Find every line in the data below that contains the word "lily", and copy each one. Case counts.
---------------
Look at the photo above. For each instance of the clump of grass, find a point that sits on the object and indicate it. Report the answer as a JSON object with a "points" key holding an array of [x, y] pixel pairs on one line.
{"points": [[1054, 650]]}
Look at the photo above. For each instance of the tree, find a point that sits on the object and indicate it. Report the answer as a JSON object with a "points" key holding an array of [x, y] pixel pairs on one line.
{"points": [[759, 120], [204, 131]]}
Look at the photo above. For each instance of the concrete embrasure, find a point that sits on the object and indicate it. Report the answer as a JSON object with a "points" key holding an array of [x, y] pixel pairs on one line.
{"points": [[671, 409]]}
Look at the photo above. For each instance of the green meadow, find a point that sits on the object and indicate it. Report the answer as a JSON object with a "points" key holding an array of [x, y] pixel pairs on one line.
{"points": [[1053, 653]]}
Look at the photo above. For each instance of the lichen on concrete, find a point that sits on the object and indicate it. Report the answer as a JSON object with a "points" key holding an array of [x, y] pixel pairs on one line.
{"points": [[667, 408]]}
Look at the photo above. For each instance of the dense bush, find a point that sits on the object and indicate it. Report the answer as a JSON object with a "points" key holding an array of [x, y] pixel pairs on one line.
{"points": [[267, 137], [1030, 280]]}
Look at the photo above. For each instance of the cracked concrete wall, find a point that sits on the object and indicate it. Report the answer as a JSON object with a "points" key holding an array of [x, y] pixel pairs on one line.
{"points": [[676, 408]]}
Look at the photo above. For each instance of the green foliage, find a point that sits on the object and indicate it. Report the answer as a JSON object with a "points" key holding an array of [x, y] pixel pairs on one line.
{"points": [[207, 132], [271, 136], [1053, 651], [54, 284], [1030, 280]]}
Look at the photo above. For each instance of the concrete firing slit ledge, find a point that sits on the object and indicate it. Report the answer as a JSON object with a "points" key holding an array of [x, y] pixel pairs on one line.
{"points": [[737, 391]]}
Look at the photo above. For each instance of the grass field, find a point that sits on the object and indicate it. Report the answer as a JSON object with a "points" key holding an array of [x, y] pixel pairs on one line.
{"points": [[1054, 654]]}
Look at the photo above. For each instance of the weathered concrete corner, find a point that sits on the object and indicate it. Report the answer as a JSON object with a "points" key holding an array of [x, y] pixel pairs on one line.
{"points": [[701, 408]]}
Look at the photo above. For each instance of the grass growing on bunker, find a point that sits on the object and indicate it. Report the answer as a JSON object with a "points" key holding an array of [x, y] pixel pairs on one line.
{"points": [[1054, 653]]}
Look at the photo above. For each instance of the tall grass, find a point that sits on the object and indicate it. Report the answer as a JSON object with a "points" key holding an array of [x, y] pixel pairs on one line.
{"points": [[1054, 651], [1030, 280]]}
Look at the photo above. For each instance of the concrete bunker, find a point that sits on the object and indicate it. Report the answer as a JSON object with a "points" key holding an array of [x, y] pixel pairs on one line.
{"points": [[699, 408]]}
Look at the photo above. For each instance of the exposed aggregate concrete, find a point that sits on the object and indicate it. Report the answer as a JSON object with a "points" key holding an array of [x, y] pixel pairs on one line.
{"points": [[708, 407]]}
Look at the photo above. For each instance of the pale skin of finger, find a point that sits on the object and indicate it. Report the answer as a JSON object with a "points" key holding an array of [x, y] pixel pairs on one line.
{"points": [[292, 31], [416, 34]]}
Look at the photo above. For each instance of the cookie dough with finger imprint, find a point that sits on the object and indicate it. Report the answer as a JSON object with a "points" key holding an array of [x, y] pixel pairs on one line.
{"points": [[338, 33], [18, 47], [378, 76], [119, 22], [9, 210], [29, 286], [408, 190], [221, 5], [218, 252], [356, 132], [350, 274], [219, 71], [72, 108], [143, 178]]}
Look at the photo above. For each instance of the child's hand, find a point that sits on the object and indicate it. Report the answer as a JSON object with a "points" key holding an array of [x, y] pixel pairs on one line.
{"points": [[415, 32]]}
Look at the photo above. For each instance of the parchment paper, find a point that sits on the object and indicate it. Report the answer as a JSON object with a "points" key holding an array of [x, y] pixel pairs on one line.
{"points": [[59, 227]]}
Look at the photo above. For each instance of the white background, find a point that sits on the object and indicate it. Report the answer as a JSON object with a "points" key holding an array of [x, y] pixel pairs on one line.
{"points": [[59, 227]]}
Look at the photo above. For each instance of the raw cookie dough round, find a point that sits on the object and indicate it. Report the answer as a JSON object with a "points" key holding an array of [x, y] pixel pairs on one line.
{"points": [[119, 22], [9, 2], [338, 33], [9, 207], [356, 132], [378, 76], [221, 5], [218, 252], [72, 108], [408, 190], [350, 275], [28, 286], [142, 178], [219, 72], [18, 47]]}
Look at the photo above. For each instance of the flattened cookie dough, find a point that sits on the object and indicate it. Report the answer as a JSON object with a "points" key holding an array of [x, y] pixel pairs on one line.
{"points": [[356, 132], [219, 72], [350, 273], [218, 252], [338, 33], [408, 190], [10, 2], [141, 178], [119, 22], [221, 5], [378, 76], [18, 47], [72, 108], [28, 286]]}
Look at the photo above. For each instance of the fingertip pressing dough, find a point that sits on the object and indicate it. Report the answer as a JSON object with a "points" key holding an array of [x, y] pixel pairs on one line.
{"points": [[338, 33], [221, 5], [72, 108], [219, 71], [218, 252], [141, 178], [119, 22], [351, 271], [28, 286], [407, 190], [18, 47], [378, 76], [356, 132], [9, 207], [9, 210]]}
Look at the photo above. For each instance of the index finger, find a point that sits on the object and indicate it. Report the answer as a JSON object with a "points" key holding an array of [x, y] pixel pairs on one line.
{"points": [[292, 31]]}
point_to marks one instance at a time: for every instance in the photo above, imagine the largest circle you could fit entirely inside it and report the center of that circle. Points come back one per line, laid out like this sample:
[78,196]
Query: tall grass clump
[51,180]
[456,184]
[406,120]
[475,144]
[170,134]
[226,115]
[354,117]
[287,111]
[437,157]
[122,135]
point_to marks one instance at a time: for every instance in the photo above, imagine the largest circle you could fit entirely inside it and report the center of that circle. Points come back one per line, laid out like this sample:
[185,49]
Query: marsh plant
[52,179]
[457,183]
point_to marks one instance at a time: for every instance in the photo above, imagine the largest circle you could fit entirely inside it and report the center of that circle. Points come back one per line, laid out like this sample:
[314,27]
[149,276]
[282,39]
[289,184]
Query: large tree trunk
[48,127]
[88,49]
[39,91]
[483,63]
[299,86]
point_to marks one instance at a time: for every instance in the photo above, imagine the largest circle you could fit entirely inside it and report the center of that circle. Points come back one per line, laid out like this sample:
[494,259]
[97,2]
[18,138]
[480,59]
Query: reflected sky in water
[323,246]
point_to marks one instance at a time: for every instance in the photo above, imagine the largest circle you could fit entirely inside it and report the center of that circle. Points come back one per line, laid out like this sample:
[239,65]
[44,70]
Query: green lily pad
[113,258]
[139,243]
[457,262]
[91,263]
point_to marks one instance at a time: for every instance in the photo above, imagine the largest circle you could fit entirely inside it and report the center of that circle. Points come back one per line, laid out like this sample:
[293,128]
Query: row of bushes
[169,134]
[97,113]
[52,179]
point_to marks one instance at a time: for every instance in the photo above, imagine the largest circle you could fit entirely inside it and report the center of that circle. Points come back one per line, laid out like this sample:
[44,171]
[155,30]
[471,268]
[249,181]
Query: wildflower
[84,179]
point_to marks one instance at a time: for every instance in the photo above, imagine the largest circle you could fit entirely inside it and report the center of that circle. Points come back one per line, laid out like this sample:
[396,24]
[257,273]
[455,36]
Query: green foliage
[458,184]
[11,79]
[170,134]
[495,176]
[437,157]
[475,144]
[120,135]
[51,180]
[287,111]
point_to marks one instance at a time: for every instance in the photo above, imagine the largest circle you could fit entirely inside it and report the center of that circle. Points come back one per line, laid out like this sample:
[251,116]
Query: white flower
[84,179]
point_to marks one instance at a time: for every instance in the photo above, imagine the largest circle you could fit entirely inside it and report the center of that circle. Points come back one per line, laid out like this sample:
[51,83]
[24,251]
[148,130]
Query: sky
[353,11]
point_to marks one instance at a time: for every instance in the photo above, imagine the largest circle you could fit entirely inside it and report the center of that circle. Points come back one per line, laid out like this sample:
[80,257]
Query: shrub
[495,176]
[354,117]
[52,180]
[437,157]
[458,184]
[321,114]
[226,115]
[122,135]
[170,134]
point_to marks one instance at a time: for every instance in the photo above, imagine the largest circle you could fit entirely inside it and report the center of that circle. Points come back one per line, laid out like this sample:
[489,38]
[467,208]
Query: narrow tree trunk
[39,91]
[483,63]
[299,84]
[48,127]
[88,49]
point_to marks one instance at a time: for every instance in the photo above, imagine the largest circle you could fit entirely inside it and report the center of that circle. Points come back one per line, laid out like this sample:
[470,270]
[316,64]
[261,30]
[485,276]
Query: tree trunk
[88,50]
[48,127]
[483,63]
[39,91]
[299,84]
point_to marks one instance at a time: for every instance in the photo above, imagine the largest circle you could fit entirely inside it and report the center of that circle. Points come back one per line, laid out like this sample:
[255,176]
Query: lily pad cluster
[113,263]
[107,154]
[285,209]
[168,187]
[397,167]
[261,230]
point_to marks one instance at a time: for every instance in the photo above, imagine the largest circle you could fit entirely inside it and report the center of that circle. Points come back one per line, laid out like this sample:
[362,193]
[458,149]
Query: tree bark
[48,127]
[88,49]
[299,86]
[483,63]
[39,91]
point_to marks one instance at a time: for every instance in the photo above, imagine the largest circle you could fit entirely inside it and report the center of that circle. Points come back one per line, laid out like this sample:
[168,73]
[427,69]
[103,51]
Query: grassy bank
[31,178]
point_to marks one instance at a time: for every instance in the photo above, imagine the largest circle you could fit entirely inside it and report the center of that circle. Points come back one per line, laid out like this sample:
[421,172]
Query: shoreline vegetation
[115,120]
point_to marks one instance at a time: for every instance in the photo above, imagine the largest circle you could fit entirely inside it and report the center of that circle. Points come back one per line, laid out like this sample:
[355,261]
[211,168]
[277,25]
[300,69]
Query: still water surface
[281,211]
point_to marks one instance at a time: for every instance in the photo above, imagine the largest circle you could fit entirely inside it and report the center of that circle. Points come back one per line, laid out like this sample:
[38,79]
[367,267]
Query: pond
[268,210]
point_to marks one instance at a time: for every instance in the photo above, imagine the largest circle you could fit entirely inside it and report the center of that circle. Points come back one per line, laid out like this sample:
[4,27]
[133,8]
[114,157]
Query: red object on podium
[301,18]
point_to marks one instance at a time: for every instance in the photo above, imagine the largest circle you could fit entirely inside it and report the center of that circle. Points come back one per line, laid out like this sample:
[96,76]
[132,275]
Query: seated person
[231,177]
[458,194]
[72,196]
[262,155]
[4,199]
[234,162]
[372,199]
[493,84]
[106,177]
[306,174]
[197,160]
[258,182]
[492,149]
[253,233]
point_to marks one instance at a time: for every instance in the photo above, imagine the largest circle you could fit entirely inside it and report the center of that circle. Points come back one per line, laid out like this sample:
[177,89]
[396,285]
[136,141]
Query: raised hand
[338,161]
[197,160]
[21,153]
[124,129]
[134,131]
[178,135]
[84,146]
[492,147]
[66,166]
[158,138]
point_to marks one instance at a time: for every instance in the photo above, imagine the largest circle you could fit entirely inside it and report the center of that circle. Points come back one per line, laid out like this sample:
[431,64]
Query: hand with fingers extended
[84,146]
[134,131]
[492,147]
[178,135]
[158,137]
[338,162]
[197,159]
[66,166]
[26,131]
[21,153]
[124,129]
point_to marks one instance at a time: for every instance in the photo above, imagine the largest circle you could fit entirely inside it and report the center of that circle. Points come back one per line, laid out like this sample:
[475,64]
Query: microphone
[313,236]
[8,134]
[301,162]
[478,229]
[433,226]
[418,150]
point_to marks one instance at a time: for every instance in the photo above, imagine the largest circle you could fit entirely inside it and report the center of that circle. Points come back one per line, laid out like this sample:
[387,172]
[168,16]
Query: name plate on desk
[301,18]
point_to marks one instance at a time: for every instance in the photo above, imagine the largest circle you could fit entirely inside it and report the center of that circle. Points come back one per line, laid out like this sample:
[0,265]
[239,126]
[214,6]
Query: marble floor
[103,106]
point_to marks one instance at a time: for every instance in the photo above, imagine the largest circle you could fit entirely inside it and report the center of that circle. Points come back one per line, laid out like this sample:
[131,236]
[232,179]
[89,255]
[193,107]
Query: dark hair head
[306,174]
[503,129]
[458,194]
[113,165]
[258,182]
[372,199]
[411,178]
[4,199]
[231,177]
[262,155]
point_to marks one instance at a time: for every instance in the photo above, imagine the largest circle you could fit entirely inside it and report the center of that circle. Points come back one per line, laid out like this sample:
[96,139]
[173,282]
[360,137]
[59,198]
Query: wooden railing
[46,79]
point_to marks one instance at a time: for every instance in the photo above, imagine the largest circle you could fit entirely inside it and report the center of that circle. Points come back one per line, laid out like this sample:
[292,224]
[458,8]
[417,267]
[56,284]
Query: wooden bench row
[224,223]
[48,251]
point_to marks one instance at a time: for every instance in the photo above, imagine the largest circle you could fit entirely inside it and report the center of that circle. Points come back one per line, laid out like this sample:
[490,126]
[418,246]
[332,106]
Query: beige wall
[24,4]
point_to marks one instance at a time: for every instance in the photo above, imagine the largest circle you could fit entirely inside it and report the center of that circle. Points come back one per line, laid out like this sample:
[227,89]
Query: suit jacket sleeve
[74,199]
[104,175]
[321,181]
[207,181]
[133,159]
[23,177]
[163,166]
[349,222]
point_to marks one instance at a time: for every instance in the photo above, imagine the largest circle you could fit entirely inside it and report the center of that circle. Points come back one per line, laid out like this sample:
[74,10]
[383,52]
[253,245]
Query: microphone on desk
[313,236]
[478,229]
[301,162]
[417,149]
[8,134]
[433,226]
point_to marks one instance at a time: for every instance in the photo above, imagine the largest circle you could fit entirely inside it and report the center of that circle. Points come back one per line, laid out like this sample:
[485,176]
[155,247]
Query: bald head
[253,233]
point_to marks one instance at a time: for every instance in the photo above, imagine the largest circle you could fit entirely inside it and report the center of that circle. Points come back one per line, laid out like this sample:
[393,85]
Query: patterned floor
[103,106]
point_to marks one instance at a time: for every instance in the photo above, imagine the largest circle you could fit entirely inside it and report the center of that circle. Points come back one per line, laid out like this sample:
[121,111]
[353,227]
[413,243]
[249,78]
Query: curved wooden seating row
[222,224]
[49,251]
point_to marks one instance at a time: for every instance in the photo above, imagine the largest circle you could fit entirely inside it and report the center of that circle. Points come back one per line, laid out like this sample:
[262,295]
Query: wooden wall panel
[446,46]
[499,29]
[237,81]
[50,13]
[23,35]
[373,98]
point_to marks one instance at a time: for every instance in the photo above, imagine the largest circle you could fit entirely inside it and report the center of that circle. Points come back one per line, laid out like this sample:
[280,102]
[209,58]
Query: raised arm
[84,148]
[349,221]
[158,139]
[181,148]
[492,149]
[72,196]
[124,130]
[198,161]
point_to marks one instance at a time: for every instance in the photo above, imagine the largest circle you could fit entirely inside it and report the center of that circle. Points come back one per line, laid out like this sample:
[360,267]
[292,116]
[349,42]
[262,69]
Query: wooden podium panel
---------------
- _Problem solution_:
Query: green lily pad
Query: lily pad cluster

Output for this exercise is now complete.